:: Consignes de l'exercice ::
A – Dans l'extrait sur la santé des sols, quels enjeux faudra-t-il surveiller dans les sols forestiers ?
B – Poursuivez l'extrait sur la santé des sols à partir de sa dernière réplique.
---------- Source ----------
Comme je le disais dans mon préambule, l’aménagement forestier durable, tel qu’il est pratiqué au Canada, n’implique pas des perturbations intenses et répétitives des sols. Les sols forestiers seront résilients si on pratique un aménagement forestier durable. Si on laisse un certain temps après une coupe forestière ou même un feu de forêt ou une épidémie d’insectes, les sols vont retrouver leurs propriétés initiales. Les enjeux qu’on va devoir surveiller dans les sols forestiers sont plutôt liés à des perturbations importantes et des transformations comme les changements climatiques, la récolte trop intense de biomasse et de résidus de coupe ou encore des espèces exotiques envahissantes. On est plus dans ce créneau, je vous dirais.
La sénatrice Petitclerc : Merci. Est-ce que j’ai encore un peu de temps?
En fait, c’est un peu la même chose; ce que vous me dites, c’est que c’est vraiment très difficile d’évaluer la santé des sols au Canada actuellement et de savoir où on en sera dans 15 ans. Ce n’est pas simple. Je mets cela trop simple, c’est cela?
M. Saindon : Ce n’est pas évident de donner un sens précis. On peut donner une impulsion, un sens de direction. Je dis toujours que gérer ou affronter des changements climatiques, c’est la résilience. Dans le secteur agricole, c’est l’affaire de tous dans notre direction générale. Les gens travaillent en laboratoire. Ce ne sont pas des gens qui travaillent dans le sol, à l’extérieur, mais ils travaillent sur la génétique, sur de meilleures méthodes en matière de gestion des nutriments dans les sols, pour trouver la façon dont ils sont captés par la plante et utilisés, et ainsi de suite. Il y a plusieurs angles possibles à ce chapitre, par contre, la direction qu’il faut suivre, c’est celle de la réduction des émissions de gaz à effet de serre, il n’y a pas de doute; c’est vraiment le grand enjeu.
La sénatrice Petitclerc : Merci de clarifier vos propos.
---------- Enregistrements ----------
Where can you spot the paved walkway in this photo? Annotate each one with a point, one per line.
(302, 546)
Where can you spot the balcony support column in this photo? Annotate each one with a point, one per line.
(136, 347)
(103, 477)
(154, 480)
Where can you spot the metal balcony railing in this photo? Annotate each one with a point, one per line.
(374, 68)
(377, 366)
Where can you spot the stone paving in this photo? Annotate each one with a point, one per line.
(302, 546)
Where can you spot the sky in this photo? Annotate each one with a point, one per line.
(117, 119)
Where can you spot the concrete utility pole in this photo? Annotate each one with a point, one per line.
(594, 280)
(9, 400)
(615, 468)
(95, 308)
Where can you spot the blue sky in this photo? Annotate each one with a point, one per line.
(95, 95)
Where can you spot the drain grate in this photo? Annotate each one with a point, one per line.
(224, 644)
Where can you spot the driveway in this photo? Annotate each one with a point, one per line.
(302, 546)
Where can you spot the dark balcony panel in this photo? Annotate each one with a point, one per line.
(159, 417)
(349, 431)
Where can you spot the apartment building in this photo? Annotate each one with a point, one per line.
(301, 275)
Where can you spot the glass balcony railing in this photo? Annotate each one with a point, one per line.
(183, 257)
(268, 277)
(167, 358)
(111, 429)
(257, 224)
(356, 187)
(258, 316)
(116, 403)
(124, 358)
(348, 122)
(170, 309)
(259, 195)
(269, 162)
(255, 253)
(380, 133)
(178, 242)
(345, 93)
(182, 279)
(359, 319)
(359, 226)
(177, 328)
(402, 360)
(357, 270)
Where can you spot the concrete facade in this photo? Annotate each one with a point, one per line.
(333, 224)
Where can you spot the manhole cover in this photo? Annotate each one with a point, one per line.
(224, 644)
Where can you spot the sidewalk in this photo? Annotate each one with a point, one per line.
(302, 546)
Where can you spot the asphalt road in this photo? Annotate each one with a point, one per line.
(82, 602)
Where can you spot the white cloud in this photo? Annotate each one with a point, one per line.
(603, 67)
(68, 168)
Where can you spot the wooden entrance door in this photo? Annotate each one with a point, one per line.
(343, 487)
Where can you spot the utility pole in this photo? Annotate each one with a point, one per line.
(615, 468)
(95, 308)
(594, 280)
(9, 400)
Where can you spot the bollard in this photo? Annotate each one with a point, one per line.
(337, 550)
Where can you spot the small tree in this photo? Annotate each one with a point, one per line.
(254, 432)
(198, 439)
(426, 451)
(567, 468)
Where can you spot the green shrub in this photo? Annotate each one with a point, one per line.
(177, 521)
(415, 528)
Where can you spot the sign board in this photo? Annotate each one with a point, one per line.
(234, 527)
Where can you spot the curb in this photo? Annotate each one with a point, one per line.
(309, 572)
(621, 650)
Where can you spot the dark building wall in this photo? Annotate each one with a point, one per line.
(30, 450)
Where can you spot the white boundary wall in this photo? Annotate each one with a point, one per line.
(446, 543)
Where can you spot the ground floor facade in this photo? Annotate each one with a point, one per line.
----------
:: Réponses attendues ::
A – Les changements climatiques, la récolte trop intense de biomasse et de résidus de coupe, et les espèces exotiques envahissantes.

B –
[Traduction]
Le président : Je vous remercie.
La sénatrice Burey : Merci beaucoup d’être là. Je suis une novice en la matière, alors commençons par ceci. Je suis pédiatre de formation, et c’est mon tout premier comité. Je n’ai pas bien saisi toute cette soupe d’acronymes, alors je ne vais même pas me risquer de ce côté-là.
Néanmoins, comme je viens d’un domaine scientifique et que je connais l’importance du transfert des connaissances, je reviens à la même question concernant la valeur de tous vos merveilleux travaux scientifiques. Je veux dire, le Canada est un joueur de calibre mondial dans ce domaine. Comment allons-nous nous assurer qu’une partie de ces connaissances, en fait, pas seulement une partie, mais bien toutes ces connaissances sont transférées aux personnes qui en ont vraiment besoin?
J’ai entendu — et c’était très encourageant à entendre — de l’information sur l’initiative des laboratoires vivants et sur les partenariats, et, bien sûr, j’aimerais en savoir plus à ce sujet. Toutefois, avant d’en arriver là, j’aimerais savoir ce que vous faites pour cibler les petits et moyens agriculteurs, en particulier ceux-là, et les sensibiliser au fait que ces données sont disponibles pour les Autochtones, les Noirs et les autres groupes racisés, afin que ces groupes puissent acquérir certaines de ces connaissances et les transférer par le truchement de vos laboratoires vivants et de ces partenariats. Comment considérez-vous toute l’information et les connaissances que vous avez dans une optique d’équité?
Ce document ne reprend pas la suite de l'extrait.